■ DIRECTIVE:
From the line containing "Target: framed mountain watercolor" through the last line of the entries, output the text exactly. Pictures stay out.

[Excerpts of pointing data]
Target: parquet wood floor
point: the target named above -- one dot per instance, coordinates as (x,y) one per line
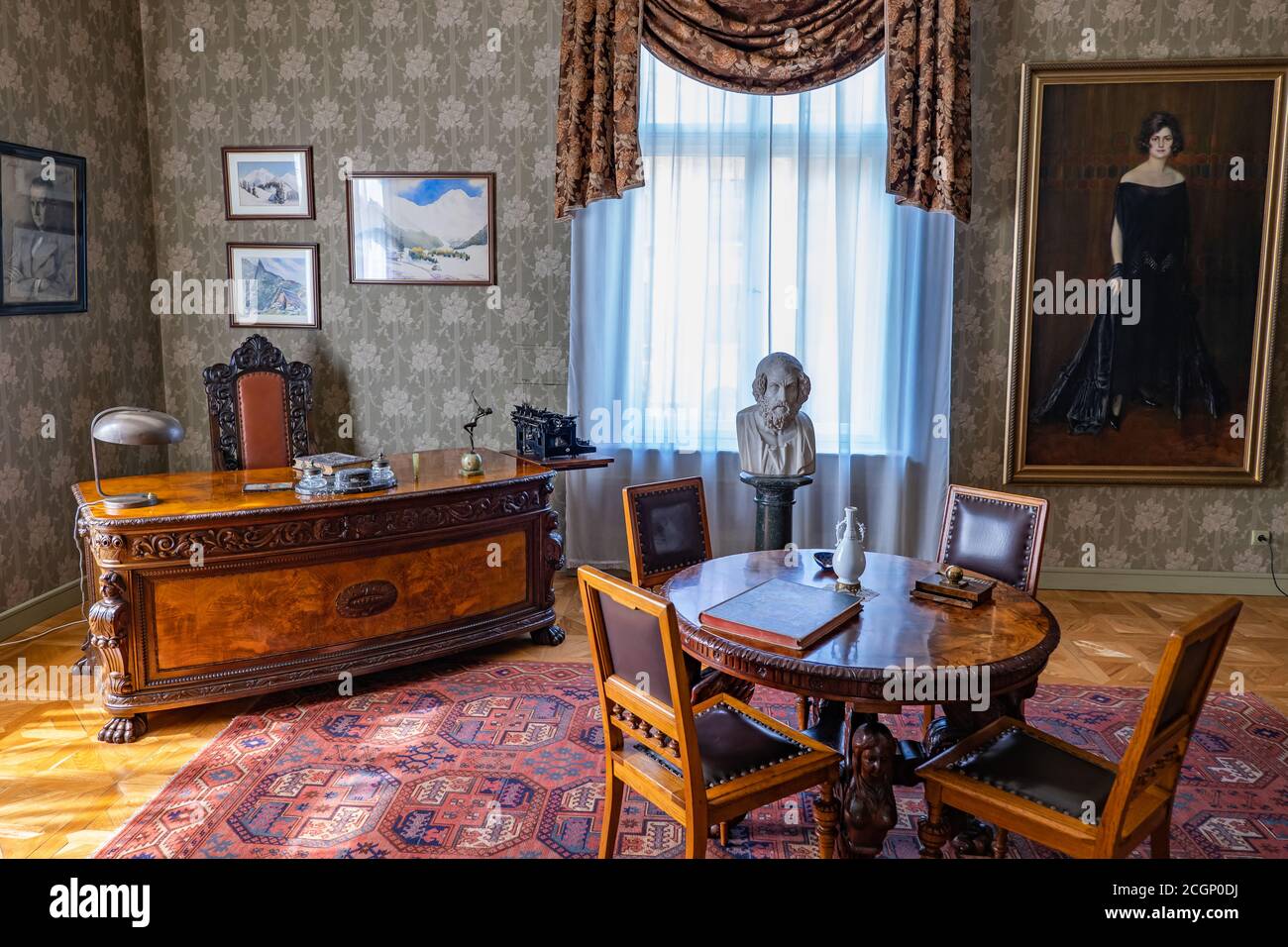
(63,793)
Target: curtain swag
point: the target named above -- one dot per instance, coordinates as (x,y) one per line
(767,48)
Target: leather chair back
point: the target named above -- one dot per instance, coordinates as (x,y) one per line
(999,535)
(666,528)
(259,407)
(1157,750)
(639,668)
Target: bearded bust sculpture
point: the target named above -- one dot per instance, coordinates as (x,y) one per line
(774,436)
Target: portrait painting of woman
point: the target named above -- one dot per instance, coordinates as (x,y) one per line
(1147,226)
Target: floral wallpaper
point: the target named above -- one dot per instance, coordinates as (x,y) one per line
(373,85)
(71,80)
(465,86)
(1203,528)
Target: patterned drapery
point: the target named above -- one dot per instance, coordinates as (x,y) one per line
(746,46)
(927,103)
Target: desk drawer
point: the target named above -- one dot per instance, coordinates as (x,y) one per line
(213,616)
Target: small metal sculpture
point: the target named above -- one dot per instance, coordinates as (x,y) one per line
(472,463)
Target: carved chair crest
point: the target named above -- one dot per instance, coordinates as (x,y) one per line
(256,355)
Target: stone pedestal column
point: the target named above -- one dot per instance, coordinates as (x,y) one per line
(774,500)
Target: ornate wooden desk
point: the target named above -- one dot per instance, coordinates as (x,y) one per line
(215,592)
(1012,638)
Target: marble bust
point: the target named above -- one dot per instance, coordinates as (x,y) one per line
(774,436)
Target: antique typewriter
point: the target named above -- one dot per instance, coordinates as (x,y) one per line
(545,434)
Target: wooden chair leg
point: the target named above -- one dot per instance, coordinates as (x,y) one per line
(999,841)
(614,789)
(1160,839)
(696,828)
(825,814)
(931,830)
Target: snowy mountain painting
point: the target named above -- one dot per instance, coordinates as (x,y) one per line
(265,184)
(275,285)
(268,183)
(421,230)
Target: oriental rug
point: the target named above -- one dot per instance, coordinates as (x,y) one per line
(503,759)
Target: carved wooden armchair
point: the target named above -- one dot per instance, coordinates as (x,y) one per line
(1076,801)
(703,763)
(668,531)
(259,407)
(997,535)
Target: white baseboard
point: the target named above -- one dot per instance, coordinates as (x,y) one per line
(1160,579)
(35,611)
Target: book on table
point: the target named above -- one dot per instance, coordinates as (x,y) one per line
(781,613)
(977,591)
(331,462)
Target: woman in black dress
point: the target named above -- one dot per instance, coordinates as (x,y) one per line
(1158,352)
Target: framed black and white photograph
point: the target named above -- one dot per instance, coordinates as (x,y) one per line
(274,285)
(42,231)
(423,228)
(268,183)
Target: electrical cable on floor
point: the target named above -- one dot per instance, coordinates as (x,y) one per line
(80,562)
(1273,577)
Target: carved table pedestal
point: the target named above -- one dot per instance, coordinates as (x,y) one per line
(1001,648)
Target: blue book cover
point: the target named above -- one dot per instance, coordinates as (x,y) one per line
(782,613)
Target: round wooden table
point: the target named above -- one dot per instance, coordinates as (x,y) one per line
(1000,648)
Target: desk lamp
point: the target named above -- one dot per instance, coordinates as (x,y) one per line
(130,425)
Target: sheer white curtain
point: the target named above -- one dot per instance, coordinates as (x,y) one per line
(764,226)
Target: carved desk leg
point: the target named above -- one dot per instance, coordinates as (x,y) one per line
(549,637)
(552,553)
(85,664)
(108,629)
(867,796)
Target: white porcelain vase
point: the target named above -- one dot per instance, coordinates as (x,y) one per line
(849,560)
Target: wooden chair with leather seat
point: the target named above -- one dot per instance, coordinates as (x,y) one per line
(1076,801)
(698,763)
(259,407)
(999,535)
(668,531)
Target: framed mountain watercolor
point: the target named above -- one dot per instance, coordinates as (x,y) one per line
(268,183)
(423,228)
(274,285)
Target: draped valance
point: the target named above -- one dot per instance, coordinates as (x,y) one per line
(767,48)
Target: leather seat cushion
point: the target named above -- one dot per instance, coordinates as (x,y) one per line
(1037,771)
(733,744)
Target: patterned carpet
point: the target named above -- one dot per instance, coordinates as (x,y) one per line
(505,759)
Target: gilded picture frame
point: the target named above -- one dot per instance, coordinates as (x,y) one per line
(1146,270)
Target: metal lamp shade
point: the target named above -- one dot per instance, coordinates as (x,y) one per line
(132,425)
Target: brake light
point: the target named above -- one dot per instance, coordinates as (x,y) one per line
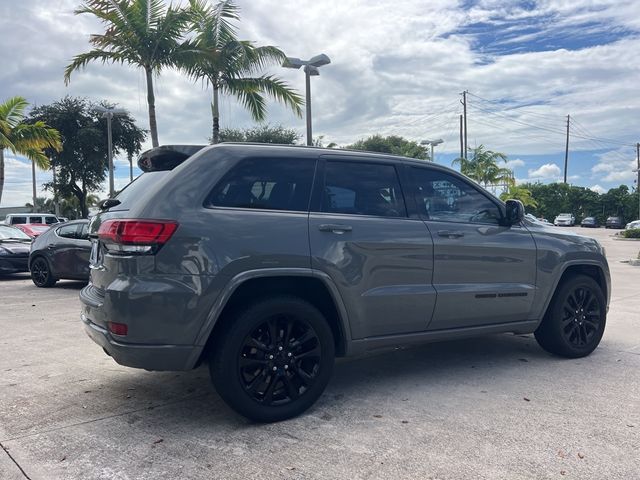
(136,236)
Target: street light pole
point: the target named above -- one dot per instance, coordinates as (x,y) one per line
(310,69)
(109,113)
(307,76)
(432,143)
(109,116)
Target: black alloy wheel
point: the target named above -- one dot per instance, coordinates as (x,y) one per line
(272,360)
(41,273)
(575,320)
(581,317)
(280,360)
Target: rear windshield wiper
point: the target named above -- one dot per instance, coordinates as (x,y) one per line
(109,202)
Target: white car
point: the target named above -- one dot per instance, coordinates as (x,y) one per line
(632,225)
(565,220)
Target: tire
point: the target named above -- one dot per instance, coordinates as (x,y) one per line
(41,274)
(259,365)
(575,320)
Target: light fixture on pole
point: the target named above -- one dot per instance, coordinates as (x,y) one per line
(432,143)
(310,69)
(109,113)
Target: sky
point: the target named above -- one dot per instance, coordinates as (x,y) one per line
(397,67)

■ SOLUTION FOR THIS PROBLEM:
Target: framed mountain watercolor
point: the target named above -- one dot per instance, coordinates as (x,y) one per line
(268,183)
(423,228)
(274,285)
Target: draped valance
point: the target named above -- one dot per instance, coordinates as (x,y) one per line
(767,48)
Target: leather seat cushion
point: the target named above -- one dot per instance, coordinates as (x,y) one per line
(1037,771)
(733,744)
Target: patterned carpet
point: the target named above -- one dot per instance, coordinates as (x,y) one per line
(505,759)
Target: gilded picture frame
point: the target named above -- one dot per instance, coordinates as (x,y) one per line
(1146,270)
Target: metal lamp shade
point: the target named above -- one dot per instance, coordinates as (x,y) one per line
(132,425)
Target: brake light
point: the target named above -- one dot per instance, coordinates as (x,y) one per line
(136,236)
Target: street light pole
point: the target named above -- one dot per instance, coordinates as (x,y) one per line
(310,69)
(109,113)
(307,76)
(432,143)
(109,116)
Target: black alloy wheel
point: the target named above -- one dot per instance, coordinates as (x,y) one per line
(272,360)
(41,273)
(575,320)
(581,317)
(280,360)
Target: rear windshield wiper
point: the target named above -- one dot per instance, coordinates as (x,y) one per line
(109,202)
Target: white car
point: the target named above -- one dot per instance, coordinates as (x,y) one per line
(632,225)
(565,220)
Target: tire
point: the target named above -- one dot per instance, coordinates as (x,y) one per line
(41,274)
(259,365)
(575,320)
Target: light fixture on pole
point: the target named above -- one dot per instance, coordinates as (x,y) one per line
(432,143)
(310,69)
(109,113)
Target: sky
point: the target named above -- one dot per instance, coordinates as (x,y) one per line
(397,67)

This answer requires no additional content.